What is being asked |
Collect every line in the listing below that contains the word "blanket".

Data provided |
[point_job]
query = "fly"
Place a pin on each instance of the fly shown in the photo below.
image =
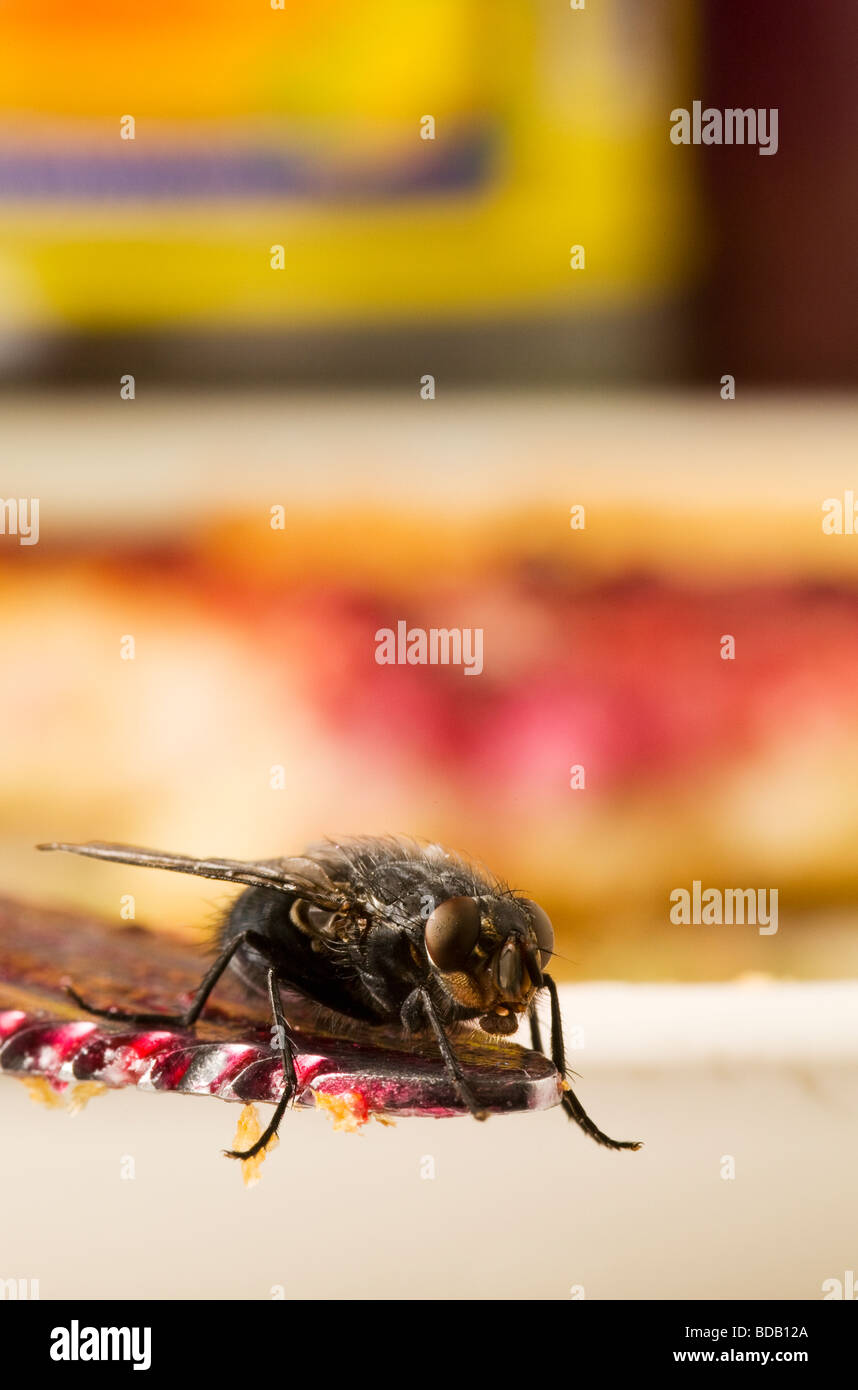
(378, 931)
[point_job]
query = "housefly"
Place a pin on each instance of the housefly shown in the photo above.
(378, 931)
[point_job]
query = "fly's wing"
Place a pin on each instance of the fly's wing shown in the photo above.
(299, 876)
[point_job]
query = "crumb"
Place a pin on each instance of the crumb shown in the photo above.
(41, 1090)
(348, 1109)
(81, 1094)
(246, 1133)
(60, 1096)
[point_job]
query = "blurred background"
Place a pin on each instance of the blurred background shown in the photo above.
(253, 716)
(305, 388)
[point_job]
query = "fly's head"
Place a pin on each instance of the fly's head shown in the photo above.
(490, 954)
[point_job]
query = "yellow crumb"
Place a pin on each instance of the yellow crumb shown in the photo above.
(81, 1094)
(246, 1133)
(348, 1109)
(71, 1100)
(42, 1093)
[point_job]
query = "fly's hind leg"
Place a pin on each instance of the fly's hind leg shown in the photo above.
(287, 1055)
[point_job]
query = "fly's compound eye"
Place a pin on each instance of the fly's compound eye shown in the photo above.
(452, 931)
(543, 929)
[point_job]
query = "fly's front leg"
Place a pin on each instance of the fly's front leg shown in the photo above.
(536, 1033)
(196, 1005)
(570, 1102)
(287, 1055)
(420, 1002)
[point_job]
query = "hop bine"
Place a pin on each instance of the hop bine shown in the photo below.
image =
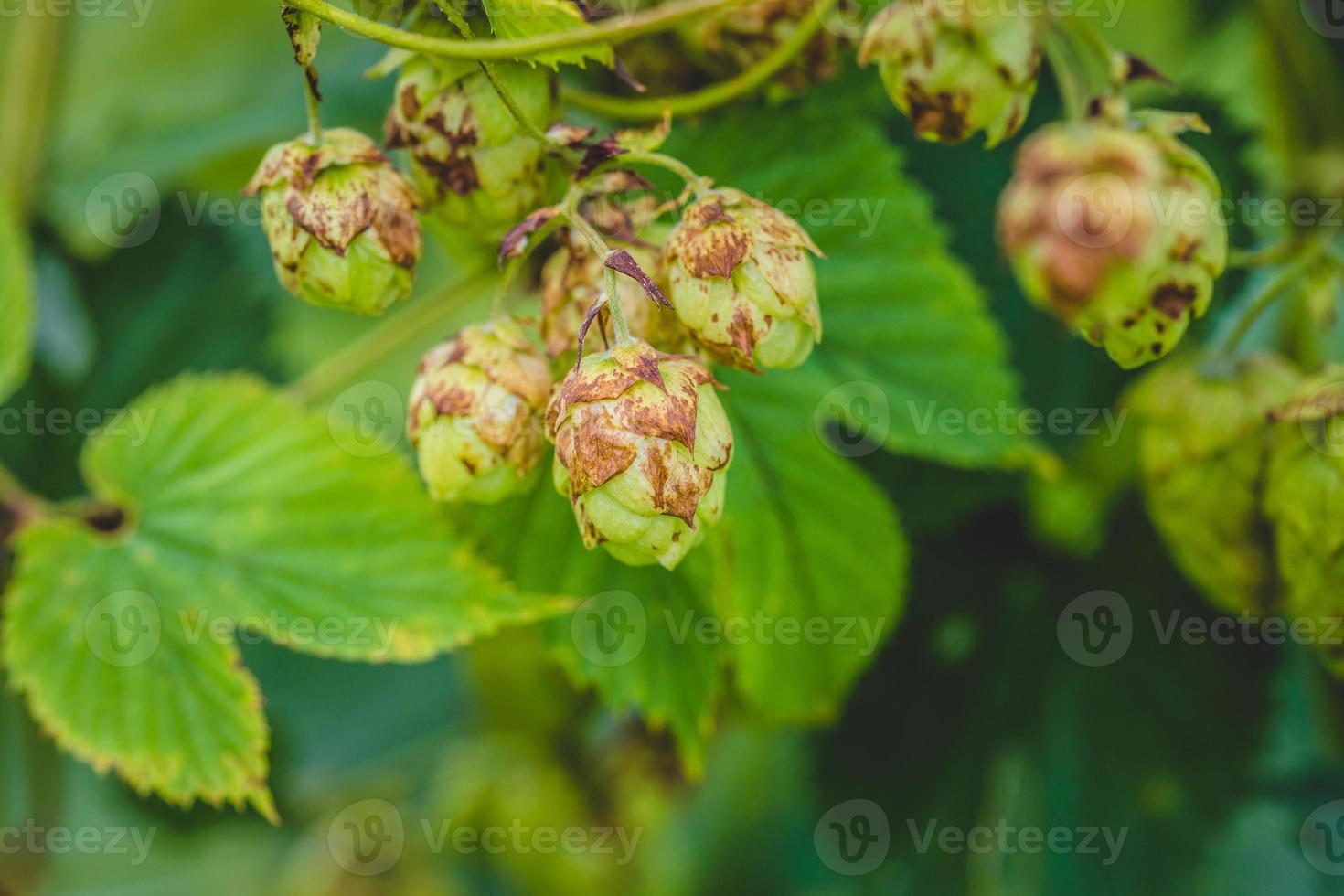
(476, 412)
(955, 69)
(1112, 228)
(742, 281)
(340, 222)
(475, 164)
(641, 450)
---
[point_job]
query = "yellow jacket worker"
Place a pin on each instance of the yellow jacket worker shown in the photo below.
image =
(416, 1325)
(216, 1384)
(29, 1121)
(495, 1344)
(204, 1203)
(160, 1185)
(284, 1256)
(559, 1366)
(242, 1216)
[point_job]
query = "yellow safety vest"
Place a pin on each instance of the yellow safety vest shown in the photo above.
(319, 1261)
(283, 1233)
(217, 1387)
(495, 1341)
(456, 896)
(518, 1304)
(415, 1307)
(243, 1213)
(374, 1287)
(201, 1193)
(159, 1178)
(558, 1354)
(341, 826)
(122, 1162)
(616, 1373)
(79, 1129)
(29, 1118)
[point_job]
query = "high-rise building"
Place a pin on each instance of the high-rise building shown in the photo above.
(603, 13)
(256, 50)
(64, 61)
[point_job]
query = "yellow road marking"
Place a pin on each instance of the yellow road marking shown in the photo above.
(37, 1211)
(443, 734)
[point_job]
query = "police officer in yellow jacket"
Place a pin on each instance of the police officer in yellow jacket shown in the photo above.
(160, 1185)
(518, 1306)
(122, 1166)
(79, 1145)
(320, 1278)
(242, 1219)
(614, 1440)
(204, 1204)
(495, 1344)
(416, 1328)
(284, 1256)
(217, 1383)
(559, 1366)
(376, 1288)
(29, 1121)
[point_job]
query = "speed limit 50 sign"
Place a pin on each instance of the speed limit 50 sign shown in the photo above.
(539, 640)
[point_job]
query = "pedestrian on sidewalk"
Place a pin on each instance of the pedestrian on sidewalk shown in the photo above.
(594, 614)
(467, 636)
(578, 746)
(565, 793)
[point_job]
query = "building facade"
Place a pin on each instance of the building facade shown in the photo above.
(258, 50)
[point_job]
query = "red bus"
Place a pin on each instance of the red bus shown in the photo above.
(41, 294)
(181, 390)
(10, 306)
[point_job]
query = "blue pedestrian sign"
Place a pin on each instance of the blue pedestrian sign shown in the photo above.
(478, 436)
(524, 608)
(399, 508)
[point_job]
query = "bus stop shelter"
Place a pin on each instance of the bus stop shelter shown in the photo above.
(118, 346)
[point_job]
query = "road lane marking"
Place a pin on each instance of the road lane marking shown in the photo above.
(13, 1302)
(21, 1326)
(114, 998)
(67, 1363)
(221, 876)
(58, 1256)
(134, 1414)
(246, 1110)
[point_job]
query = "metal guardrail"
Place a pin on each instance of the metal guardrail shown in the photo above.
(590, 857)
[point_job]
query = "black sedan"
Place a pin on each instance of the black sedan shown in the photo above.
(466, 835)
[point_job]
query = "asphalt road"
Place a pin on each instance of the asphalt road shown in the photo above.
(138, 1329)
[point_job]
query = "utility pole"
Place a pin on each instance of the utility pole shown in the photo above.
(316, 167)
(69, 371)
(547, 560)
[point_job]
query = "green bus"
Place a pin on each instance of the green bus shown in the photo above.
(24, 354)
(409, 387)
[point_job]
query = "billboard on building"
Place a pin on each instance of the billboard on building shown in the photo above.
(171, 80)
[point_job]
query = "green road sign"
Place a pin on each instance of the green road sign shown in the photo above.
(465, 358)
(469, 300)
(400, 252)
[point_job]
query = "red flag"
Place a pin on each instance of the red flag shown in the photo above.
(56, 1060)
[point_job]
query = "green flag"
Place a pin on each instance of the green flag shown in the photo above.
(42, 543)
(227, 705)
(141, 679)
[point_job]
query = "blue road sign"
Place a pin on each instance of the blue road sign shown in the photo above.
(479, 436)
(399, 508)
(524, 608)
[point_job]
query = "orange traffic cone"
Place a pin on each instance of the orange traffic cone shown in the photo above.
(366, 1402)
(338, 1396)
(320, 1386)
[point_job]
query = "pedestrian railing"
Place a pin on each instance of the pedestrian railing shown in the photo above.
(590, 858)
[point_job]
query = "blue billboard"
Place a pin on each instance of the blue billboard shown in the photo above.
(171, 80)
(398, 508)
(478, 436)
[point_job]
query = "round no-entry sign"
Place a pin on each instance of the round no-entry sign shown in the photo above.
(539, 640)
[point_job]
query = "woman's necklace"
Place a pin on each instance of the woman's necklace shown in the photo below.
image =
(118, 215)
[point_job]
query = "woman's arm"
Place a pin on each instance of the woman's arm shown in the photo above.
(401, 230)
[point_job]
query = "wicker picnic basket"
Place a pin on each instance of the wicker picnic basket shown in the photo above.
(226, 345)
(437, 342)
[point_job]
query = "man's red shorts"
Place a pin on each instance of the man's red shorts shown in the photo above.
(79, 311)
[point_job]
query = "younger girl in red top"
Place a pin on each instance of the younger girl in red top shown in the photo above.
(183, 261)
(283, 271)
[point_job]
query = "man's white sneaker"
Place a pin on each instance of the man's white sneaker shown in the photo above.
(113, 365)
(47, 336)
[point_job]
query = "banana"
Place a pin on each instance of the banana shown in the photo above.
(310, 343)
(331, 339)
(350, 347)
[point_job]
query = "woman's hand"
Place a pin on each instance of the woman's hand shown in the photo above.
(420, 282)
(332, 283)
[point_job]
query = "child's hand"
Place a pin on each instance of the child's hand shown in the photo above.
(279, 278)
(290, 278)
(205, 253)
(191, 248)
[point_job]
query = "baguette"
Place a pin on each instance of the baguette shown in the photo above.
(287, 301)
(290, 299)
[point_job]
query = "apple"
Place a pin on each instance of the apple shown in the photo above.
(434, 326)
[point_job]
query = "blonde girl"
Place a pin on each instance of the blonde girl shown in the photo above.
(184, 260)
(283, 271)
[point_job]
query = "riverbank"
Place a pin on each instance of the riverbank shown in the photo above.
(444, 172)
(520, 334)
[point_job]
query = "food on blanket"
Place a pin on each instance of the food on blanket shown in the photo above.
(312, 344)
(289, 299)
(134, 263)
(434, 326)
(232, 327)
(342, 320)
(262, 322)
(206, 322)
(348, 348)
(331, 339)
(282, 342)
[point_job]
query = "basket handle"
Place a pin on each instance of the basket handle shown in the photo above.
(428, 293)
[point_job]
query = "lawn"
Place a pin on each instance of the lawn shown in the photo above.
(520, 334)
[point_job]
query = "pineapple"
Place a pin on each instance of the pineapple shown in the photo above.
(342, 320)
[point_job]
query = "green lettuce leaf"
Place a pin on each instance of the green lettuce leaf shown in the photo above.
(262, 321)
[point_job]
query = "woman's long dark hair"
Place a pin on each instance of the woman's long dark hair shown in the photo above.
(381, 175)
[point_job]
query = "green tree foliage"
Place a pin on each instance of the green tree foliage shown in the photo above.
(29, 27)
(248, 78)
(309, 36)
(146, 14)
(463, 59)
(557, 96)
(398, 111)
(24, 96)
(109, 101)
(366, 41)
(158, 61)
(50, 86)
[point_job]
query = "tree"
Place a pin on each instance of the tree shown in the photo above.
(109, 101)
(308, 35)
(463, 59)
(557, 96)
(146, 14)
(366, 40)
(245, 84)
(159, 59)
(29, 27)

Result for this task |
query = "food on blanket"
Place a pin on each instance of the food on blanket shown in the photo above.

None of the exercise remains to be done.